**DOCUMENT:**
-- START --
“It Ain’t Easy Being J.D. McCoy”
November 5th, 2008
In our new era of highly serialized television, we have vilified predictability. We want to be shocked, surprised, knocked off our feet by revelations and swept up in complex storylines that twist and turn every which way. However, evidence shows that execution becomes a much larger concern when one gets caught up in walking off the beaten path: look at what has happened to a show like Heroes, one that is so obsessed with being unpredictable that a lack of logic has become, well, predictable.
So when I say that Friday Night Lights’ third season has been preditable, I don’t want you to look at it as something with negative connotations, at least not entirely. See, I won’t argue that predictable can be bad: last week’s episode of Friday Night Lights, even, was predictable to a fault, retreading old storylines that were not all that interesting to begin with. I speak more of the fact that, now almost halfway through the shortened 13-episode season, I don’t feel as if anything has snuck up and surprised me yet.
But do we really need to be surprised when a show is operating at such a high level? While the various events of this week’s episode have been long foreshadowed by the show’s trajectory, the payoff was exactly what we were looking for; the fact that I “called” the character of J.D. McCoy during his silence of early episodes does not mean I didn’t enjoy seeing it, and the sheer inevitability of the episode’s romantic climax was handled with such grace that it’s yet another powerful emotional moment for a season that’s had more than a few.
The real surprise for Friday Night Lights these days is that it isn’t trying to surprise us, and yet here I am sucked in more than ever; I just hope that, considering the show’s past attempts to surprise us with homicide, they’re content with dramatically satisfying predictability and don’t feel the need to shake the boat too much.
-- END --
**PROBLEM:**
Write out the passage of the Friday Night Lights review from "The real surprise" up to and including "boat too much.", keeping every word and mark unchanged.

**RECORDED INFORMATION:**
-- START --
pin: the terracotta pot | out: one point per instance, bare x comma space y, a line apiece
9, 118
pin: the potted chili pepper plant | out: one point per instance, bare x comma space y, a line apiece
-- END --
**EXERCISE RESPONSE:**
The real surprise for Friday Night Lights these days is that it isn’t trying to surprise us, and yet here I am sucked in more than ever; I just hope that, considering the show’s past attempts to surprise us with homicide, they’re content with dramatically satisfying predictability and don’t feel the need to shake the boat too much.